YOUR GOAL
Transcribe all of the material exactly. Any picture in it should be left out.

-.-.-

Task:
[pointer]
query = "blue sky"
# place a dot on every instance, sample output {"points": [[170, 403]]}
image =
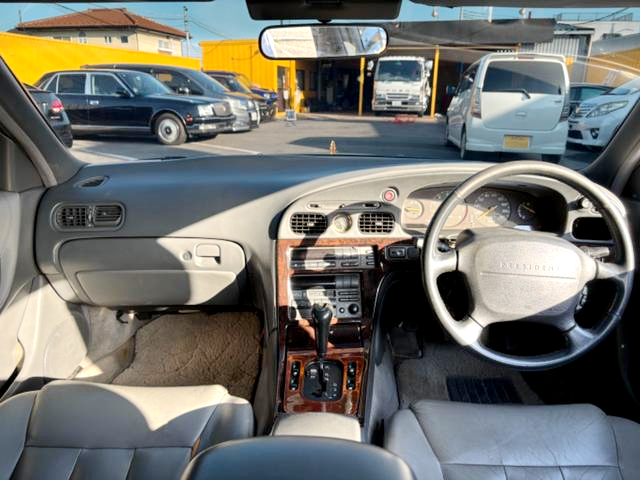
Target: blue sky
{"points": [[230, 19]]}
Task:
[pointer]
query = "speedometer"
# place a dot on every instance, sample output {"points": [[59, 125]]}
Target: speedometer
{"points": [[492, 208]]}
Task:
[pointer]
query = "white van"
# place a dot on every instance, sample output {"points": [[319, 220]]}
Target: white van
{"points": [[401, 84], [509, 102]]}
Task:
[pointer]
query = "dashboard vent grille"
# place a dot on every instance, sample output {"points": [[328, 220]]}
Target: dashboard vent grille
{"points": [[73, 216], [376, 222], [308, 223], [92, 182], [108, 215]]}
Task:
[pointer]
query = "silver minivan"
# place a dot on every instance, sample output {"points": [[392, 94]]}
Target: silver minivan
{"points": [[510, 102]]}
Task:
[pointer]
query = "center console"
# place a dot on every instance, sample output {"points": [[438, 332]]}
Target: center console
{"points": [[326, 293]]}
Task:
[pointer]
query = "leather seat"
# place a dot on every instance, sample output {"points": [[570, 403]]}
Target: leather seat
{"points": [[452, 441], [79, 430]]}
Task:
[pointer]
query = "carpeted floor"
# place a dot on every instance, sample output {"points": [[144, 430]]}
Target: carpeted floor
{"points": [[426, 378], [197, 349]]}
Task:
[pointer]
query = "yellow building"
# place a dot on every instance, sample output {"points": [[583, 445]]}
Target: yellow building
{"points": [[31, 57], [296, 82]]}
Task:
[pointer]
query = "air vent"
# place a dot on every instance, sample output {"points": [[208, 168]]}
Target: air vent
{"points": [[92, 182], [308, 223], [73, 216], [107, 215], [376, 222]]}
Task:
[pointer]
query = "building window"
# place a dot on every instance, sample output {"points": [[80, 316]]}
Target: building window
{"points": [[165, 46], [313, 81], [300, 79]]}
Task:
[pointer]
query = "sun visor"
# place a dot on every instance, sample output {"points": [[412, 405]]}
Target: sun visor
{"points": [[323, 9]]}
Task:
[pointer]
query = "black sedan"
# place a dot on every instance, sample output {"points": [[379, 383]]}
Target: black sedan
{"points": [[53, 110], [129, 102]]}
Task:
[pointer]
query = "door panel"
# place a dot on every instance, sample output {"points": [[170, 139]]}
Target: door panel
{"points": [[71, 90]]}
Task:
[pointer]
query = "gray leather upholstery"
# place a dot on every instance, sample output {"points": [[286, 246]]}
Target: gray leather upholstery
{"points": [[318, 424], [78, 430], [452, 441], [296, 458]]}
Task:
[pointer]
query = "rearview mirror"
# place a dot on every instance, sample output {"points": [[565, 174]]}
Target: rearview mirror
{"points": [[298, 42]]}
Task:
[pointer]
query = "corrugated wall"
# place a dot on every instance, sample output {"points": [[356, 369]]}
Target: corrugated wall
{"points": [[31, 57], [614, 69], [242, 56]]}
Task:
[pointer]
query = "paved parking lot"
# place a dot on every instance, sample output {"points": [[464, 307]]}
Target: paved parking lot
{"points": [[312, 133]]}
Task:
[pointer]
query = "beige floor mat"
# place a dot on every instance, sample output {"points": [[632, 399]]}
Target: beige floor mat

-.-.-

FINAL ANSWER
Task:
[pointer]
query = "blue sky"
# place a dot on every instance, sample output {"points": [[170, 403]]}
image =
Target: blue sky
{"points": [[230, 19]]}
Task:
[pointer]
query = "speedometer"
# place a dot on every instance, sample output {"points": [[59, 125]]}
Target: speedometer
{"points": [[492, 208]]}
Task:
[pointer]
query = "white van"
# place a dot on every instance, sample output {"points": [[319, 220]]}
Target: white van
{"points": [[401, 84], [509, 102]]}
Task:
[pointer]
query = "dashboard vent grille"
# place a dot on every instance, sample output {"points": [[328, 220]]}
Target: dashboard vent grille
{"points": [[73, 216], [376, 222], [308, 223], [92, 182], [108, 215]]}
Task:
[pointer]
query = "silver minivan"
# place a dot on every instance, sample output {"points": [[392, 94]]}
Target: silver minivan
{"points": [[510, 102]]}
Task:
[pointer]
query = "center console"
# place a dot on every instance, sample output {"points": [[438, 332]]}
Target: center console
{"points": [[326, 293]]}
Task:
[pointer]
query = "leather seat"
# place a dot on every instance, sample output {"points": [[570, 403]]}
Target: leather seat
{"points": [[452, 441], [79, 430]]}
Task:
[pointer]
query = "carpeted floor"
# place a dot on every instance, sample output {"points": [[144, 430]]}
Target: carpeted floor
{"points": [[426, 378], [197, 349]]}
Task:
[pointer]
query = "yellow building"
# place a dot on every instance, sample output {"points": [[583, 445]]}
Target: yellow building
{"points": [[31, 57], [296, 82]]}
Task:
[pointer]
query = "air vent"
# place a dot on every instance, sample output {"points": [[208, 168]]}
Target: air vent
{"points": [[92, 182], [308, 223], [73, 216], [107, 215], [376, 222]]}
Task:
[pointer]
query = "building window"
# place a dot on every instance, sample output {"points": [[80, 316]]}
Target: building window
{"points": [[165, 46], [313, 81], [300, 79]]}
Task:
[pointer]
query = "sun visor"
# place a dot on every instance, sample output {"points": [[412, 405]]}
Target: sun visor
{"points": [[323, 9]]}
Task:
[pointer]
query = "black sedan"
# place a dot on every instance, sample output {"points": [[379, 383]]}
Target: black sedan
{"points": [[53, 110], [129, 102]]}
Task:
[pointer]
query = "door panel"
# place a dot on every instance, sample output {"points": [[170, 139]]}
Target: door panel
{"points": [[71, 90]]}
Task:
[pointer]
query = "gray leather upholstery"
# place a dot on every instance, sample output {"points": [[286, 246]]}
Target: gray leather upholstery
{"points": [[318, 424], [78, 430], [452, 441], [296, 458]]}
Task:
[pointer]
query = "rearview mirror"
# place a dot on every instance, sample output {"points": [[565, 174]]}
Target: rearview mirror
{"points": [[298, 42]]}
Task:
[pointer]
query = "corrugated wall"
# place a dot on every instance, sample output {"points": [[356, 369]]}
Target: corrugated wall
{"points": [[31, 57], [614, 69], [242, 56]]}
Task:
[pointer]
query = "paved parking lot"
# place a dot on every instance, sample output {"points": [[464, 307]]}
Target: paved parking lot
{"points": [[312, 133]]}
Task:
[pointer]
query = "beige floor mat"
# place a dot on every instance, sample output {"points": [[632, 399]]}
Target: beige floor mat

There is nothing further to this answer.